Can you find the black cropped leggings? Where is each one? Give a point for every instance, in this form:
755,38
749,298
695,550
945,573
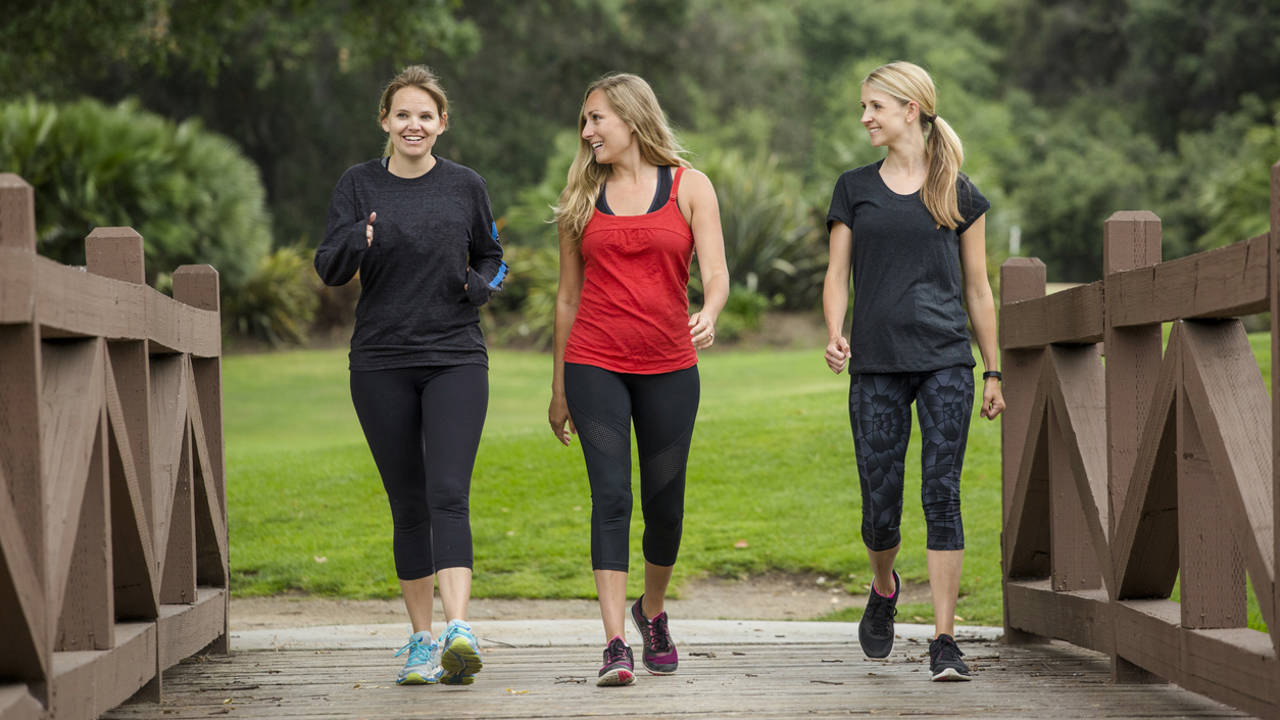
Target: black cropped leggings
603,406
880,411
423,425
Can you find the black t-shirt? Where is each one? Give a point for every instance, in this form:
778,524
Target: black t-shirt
434,259
908,310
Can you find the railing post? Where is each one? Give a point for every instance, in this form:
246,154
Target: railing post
1130,240
24,620
199,286
1275,404
118,254
1020,278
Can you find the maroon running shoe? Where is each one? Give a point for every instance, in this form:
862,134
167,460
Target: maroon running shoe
659,652
618,666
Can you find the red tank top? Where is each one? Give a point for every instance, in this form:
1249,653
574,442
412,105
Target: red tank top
634,311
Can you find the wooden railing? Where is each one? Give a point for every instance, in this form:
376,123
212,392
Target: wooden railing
1128,469
113,522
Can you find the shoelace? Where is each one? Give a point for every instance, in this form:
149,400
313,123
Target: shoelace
616,652
417,651
658,636
880,615
949,651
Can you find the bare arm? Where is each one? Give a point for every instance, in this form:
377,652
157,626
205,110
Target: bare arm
835,295
982,311
567,297
699,196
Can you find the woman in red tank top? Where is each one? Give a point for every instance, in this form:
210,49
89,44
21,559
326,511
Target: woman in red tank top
626,346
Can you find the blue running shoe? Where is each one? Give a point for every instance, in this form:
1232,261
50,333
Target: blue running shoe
460,655
423,665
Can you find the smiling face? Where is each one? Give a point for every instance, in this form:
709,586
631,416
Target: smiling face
603,130
412,123
885,117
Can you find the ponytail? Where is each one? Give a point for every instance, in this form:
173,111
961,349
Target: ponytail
944,155
942,151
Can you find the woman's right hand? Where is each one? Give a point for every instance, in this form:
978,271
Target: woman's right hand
837,354
562,425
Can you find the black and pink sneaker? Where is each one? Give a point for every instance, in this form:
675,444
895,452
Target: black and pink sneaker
659,652
618,666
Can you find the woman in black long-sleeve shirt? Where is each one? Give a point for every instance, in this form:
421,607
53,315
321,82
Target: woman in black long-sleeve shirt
419,231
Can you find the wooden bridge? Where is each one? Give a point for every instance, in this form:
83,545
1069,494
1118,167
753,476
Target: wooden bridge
1130,466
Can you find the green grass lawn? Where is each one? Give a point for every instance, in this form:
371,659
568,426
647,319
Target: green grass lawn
771,468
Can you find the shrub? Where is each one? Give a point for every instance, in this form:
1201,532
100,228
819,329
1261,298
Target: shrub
279,300
190,192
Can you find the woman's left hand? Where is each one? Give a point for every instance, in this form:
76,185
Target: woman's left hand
992,399
703,329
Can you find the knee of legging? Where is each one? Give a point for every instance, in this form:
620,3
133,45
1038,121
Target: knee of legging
878,540
663,518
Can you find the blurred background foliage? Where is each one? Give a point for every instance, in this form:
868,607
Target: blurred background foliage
219,128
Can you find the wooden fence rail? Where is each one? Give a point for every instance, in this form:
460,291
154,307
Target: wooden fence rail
1153,466
113,516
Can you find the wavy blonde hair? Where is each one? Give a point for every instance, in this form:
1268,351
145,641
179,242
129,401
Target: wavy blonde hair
423,78
631,98
942,150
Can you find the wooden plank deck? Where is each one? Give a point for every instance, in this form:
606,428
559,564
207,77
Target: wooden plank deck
714,680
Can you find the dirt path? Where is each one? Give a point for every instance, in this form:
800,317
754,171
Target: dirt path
766,597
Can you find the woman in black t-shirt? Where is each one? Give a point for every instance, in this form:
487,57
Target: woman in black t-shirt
912,232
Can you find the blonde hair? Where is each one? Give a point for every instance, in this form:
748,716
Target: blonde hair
942,150
631,98
414,76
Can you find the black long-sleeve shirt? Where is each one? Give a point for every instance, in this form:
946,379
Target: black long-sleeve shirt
434,260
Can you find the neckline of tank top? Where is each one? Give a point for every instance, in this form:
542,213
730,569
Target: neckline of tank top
892,192
661,196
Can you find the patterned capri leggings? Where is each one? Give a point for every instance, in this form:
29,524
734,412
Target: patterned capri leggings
880,413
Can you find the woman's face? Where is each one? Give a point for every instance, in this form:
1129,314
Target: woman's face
603,130
883,117
414,122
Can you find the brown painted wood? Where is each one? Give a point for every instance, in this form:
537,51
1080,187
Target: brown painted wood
17,286
135,566
24,500
1068,317
1235,666
1078,400
74,304
115,253
1022,278
1144,546
1275,405
822,680
1212,569
17,214
1147,634
1225,391
1027,528
88,683
17,703
22,600
1226,282
1129,240
168,428
88,609
178,573
182,630
71,397
1080,618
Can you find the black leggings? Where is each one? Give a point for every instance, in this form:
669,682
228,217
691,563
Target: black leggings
880,411
603,405
423,425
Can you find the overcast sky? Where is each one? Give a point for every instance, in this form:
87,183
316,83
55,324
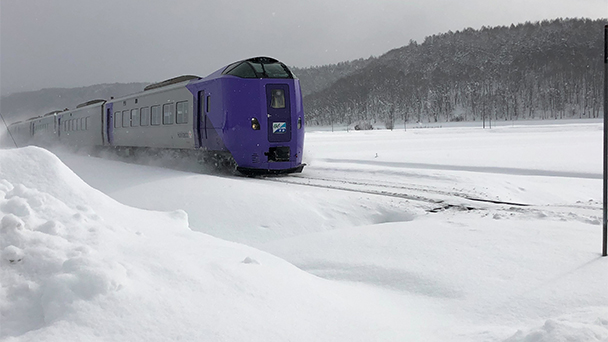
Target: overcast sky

• _Task details_
Please filter the listing down to lines that include the word "overcast".

• _The answer_
Can you find the overcast sky? Where is each one? Give a point for every instance, in this form:
Target: overcast sky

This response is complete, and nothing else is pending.